Stated task | In the rows from the line with "Indicate each instance of the car wheel" to the line with "[(74, 433)]", switch "on a single line" to "on one line" and give only those lines again, with nothing else changed.

Provided data |
⁂

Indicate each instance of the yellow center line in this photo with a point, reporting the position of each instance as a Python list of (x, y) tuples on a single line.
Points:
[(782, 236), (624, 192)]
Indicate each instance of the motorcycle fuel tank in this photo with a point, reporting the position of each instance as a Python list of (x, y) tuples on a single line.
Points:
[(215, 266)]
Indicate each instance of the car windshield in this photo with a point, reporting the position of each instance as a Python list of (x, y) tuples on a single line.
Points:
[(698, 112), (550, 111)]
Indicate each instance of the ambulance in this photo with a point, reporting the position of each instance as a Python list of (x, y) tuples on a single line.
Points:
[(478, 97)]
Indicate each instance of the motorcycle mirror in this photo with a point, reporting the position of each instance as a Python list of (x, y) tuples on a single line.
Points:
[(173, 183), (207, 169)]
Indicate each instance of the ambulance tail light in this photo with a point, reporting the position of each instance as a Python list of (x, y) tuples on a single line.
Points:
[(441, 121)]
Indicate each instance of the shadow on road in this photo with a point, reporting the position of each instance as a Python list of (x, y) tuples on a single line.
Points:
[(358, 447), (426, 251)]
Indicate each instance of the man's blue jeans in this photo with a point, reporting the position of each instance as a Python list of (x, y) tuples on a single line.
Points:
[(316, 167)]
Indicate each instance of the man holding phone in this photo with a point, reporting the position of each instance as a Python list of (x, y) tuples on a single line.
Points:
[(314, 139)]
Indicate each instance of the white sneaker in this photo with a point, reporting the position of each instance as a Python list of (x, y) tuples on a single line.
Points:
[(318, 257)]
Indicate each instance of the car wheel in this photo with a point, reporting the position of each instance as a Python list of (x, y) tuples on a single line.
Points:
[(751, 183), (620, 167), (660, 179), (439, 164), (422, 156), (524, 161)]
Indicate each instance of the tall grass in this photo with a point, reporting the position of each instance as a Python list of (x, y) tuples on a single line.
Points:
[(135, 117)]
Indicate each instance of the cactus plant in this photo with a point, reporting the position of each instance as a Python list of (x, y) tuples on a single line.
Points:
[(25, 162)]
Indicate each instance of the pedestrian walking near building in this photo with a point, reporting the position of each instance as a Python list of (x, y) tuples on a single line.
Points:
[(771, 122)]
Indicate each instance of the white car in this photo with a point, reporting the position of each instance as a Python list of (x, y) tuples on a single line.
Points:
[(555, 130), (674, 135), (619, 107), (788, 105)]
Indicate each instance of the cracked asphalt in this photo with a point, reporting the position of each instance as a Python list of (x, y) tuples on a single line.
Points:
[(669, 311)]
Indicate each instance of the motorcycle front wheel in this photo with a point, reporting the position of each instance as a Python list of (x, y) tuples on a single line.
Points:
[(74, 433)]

⁂

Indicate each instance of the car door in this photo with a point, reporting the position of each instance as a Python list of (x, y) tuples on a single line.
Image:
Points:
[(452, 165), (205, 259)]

⁂

Solution below |
Indicate each instance of the car wheel in this photo with a point, reporting the position of each instance as a Python list of (x, y) tuples on one line.
Points:
[(751, 183), (620, 167), (660, 179), (439, 164), (422, 156), (524, 161)]
Indicate each instance of the tall grass in this photo with a point, reporting the position of each instance as a Python list of (x, y) tuples on one line.
Points:
[(135, 117)]
Indicate each instance of the cactus plant in this photo with a point, reporting the position of each instance as a Python list of (x, y) tuples on one line.
Points:
[(25, 162)]
Indicate each instance of the pedestrian walking near building in this photo with a point, reporting the position of each instance as a Python list of (x, y) tuples on one line.
Points:
[(771, 122)]
Indicate each instance of the white car in this photo with a point, reporting the position of each instance as a Python list of (x, y) tuples on one line.
Points:
[(555, 130), (674, 135), (619, 107), (788, 105)]
Indicate each instance of the cracked asphalt in this photo with a point, reporting the position of each instance as a Python list of (x, y) tuples on one line.
Points:
[(669, 311)]
Indicate each instance of the motorcycle front wheel in this photo with a point, reporting the position of each instance as a Python list of (x, y) tuples on one line.
Points:
[(74, 433)]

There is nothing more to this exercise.